▸ **PROBLEM TO WORK ON**: Locate each line below that contains the word "football", and copy those lines.

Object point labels

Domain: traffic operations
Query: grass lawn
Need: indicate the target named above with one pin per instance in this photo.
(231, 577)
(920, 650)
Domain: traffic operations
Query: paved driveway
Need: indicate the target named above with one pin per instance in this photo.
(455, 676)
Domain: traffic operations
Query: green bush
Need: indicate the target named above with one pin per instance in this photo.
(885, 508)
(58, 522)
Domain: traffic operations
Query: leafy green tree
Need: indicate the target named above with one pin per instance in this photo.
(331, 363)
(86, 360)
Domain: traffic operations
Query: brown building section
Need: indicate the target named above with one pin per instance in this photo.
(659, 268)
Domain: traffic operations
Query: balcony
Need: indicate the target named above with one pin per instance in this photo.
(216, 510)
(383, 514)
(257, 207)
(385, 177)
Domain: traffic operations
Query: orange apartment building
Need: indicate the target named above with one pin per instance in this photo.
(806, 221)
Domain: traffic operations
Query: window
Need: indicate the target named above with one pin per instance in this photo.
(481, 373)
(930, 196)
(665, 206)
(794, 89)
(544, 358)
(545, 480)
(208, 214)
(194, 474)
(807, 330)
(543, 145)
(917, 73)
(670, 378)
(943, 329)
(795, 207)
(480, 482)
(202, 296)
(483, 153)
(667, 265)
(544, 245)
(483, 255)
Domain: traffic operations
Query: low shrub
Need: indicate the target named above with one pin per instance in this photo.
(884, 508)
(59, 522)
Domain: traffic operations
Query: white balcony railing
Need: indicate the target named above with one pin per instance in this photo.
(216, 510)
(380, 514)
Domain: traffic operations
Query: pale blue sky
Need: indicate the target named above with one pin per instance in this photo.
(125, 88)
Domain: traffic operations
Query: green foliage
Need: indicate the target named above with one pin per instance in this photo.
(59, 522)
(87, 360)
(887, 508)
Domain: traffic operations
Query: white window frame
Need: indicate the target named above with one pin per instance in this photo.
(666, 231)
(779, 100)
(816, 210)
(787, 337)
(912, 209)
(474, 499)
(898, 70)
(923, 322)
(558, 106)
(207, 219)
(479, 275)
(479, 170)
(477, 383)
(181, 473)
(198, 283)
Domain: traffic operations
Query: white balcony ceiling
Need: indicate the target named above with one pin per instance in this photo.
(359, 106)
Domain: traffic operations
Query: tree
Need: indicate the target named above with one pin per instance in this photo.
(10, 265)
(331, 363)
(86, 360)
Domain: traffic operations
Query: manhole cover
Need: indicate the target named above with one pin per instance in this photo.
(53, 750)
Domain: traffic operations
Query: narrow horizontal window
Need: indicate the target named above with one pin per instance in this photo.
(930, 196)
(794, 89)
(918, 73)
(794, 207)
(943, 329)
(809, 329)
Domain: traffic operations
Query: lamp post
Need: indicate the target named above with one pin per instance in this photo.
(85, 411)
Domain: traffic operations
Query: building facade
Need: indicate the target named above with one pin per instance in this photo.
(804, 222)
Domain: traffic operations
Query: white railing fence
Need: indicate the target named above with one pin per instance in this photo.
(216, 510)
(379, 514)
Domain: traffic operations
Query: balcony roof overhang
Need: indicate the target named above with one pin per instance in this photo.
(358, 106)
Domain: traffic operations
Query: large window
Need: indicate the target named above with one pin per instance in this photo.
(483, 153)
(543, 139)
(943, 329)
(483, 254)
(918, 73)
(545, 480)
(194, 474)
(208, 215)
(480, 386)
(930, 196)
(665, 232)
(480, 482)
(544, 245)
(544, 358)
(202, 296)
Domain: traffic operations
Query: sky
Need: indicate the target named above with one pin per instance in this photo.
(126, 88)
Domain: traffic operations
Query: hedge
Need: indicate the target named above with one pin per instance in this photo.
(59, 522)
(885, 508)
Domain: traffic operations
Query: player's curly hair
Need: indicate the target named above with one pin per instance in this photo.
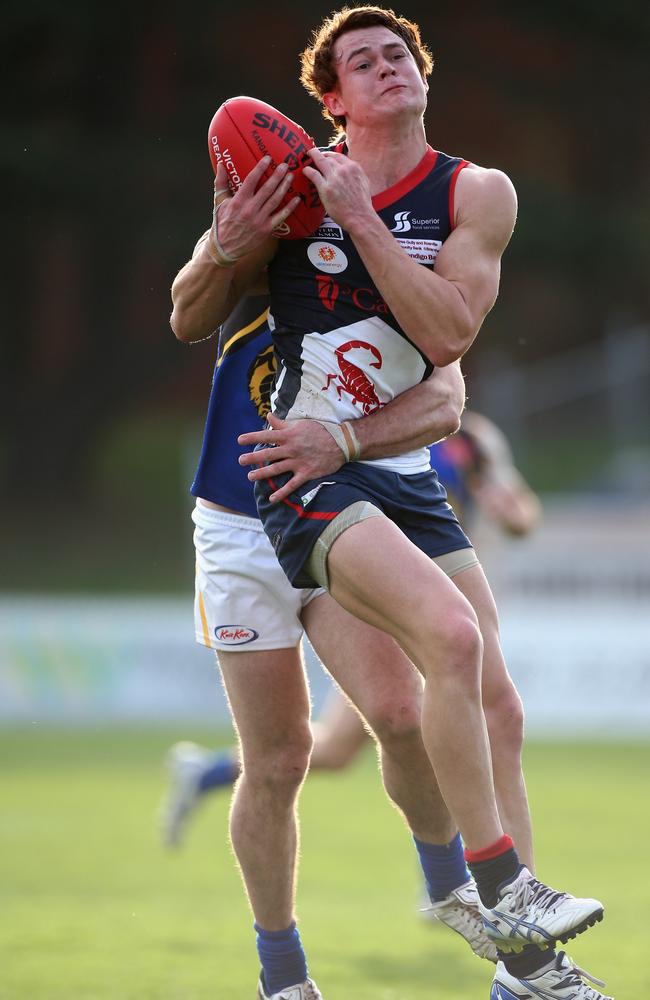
(318, 70)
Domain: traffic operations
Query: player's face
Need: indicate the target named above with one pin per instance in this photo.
(378, 78)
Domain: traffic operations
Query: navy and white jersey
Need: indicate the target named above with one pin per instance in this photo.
(341, 352)
(239, 401)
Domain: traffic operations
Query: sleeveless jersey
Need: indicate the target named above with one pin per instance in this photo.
(341, 352)
(239, 401)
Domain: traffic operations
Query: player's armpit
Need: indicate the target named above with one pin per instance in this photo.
(470, 258)
(421, 415)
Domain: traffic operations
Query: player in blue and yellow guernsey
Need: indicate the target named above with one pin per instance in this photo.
(357, 321)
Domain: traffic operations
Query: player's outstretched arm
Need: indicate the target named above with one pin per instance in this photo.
(417, 417)
(441, 310)
(232, 253)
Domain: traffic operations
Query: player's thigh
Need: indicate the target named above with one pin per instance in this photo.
(380, 576)
(496, 682)
(269, 699)
(365, 661)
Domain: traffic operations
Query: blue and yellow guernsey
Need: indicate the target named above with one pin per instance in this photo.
(340, 350)
(240, 399)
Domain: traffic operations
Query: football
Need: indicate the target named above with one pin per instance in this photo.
(242, 131)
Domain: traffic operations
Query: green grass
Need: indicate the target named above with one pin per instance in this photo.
(93, 908)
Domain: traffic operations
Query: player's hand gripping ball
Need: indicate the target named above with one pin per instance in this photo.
(244, 130)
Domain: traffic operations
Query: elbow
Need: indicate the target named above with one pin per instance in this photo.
(450, 420)
(178, 327)
(184, 329)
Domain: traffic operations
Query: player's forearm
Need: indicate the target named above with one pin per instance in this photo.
(201, 296)
(430, 309)
(421, 415)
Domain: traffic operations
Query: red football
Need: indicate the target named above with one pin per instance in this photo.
(243, 131)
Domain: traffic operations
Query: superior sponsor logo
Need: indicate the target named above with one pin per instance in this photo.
(328, 230)
(405, 222)
(327, 257)
(424, 251)
(235, 635)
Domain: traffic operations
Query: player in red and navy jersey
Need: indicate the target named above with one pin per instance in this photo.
(248, 612)
(379, 534)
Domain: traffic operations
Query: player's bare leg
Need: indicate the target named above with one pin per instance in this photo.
(383, 684)
(504, 716)
(270, 704)
(438, 629)
(440, 634)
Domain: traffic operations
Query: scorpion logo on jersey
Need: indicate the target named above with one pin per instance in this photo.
(261, 376)
(352, 379)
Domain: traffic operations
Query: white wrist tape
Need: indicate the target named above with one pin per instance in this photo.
(345, 438)
(216, 252)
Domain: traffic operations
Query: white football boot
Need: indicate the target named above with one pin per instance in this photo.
(302, 991)
(186, 763)
(460, 911)
(563, 981)
(529, 912)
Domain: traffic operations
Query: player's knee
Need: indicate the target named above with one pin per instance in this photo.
(397, 722)
(457, 647)
(505, 720)
(280, 769)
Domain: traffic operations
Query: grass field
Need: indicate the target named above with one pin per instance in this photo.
(94, 909)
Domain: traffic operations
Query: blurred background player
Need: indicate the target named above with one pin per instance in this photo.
(476, 467)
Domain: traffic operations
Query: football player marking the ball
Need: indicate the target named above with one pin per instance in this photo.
(369, 69)
(476, 466)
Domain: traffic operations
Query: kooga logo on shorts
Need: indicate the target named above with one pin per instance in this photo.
(235, 635)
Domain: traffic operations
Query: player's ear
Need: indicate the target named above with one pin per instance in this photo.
(333, 103)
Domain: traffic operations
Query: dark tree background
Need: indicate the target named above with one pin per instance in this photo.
(107, 184)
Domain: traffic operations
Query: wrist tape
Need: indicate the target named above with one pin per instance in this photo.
(345, 437)
(216, 252)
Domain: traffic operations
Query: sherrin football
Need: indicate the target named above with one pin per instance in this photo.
(244, 130)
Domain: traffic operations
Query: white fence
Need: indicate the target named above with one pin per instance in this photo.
(575, 614)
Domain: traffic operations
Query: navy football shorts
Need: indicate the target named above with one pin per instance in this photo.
(417, 504)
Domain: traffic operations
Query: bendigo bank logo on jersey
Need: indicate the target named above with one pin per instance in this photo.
(365, 299)
(261, 376)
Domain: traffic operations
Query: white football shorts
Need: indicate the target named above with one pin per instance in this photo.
(243, 601)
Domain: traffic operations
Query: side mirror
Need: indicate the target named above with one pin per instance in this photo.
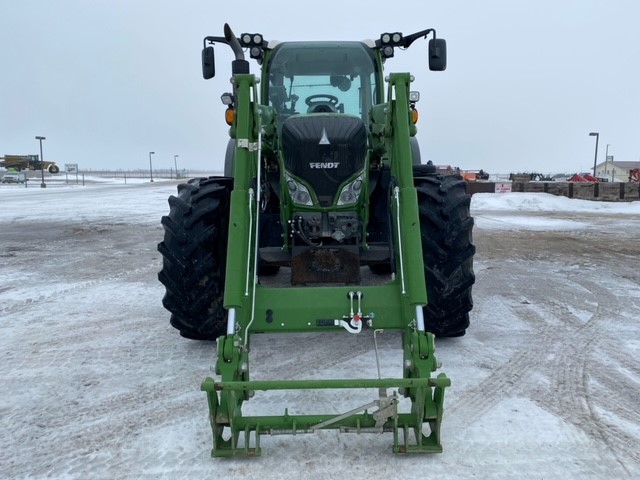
(437, 54)
(208, 63)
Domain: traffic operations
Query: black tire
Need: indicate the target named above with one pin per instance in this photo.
(446, 226)
(194, 251)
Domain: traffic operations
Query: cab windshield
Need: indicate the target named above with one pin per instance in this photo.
(322, 77)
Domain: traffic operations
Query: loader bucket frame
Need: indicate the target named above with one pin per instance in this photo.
(256, 308)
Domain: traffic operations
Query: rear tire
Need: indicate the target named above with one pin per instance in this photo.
(446, 227)
(194, 251)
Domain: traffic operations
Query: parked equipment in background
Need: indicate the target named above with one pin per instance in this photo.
(13, 176)
(27, 162)
(322, 188)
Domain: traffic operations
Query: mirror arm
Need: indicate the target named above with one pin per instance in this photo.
(409, 39)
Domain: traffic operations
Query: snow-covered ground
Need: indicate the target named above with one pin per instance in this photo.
(96, 384)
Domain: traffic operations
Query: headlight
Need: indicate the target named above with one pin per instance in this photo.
(299, 193)
(351, 192)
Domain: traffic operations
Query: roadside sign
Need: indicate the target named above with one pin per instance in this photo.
(503, 188)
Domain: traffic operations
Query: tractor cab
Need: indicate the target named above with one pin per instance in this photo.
(321, 77)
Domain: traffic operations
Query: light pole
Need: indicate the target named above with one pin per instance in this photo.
(151, 165)
(595, 158)
(42, 185)
(606, 159)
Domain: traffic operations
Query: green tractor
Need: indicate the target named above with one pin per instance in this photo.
(325, 221)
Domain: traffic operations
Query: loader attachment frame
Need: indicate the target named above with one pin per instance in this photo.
(352, 309)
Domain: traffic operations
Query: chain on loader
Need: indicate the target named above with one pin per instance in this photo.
(324, 187)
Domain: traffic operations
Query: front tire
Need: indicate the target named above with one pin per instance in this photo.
(446, 227)
(194, 251)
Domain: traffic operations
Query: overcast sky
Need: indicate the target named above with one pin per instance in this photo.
(107, 81)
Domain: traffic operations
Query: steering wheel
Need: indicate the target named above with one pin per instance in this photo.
(321, 98)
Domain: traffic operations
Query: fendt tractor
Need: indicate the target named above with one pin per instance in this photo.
(323, 187)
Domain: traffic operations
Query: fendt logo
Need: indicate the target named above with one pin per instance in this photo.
(324, 165)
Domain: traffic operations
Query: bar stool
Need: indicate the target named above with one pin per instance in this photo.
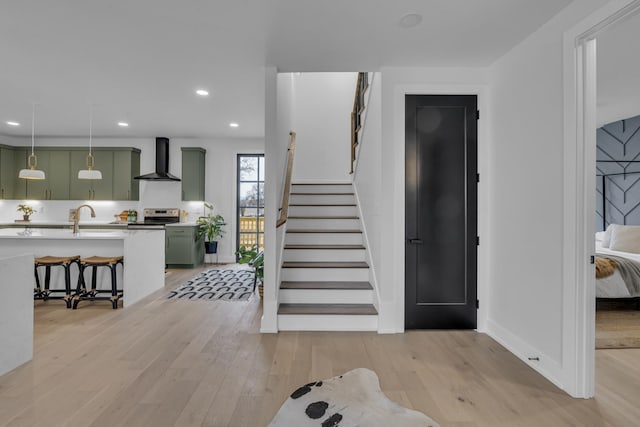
(54, 261)
(94, 262)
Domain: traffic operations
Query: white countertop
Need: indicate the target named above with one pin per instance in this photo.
(45, 233)
(45, 223)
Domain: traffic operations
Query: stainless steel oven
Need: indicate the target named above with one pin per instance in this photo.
(156, 218)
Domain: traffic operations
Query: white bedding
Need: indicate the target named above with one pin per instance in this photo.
(613, 286)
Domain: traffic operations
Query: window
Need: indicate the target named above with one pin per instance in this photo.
(250, 200)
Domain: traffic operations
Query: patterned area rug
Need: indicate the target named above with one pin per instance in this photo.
(217, 284)
(350, 400)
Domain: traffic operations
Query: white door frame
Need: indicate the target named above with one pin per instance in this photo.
(578, 355)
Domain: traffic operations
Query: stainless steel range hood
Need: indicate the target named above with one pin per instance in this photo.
(162, 163)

▸ **THE RESPONSE**:
Query: football
Query: red football
Query: white football boot
Query: football player marking the ball
Query: sherrin football
Query: navy football shorts
Query: white football shorts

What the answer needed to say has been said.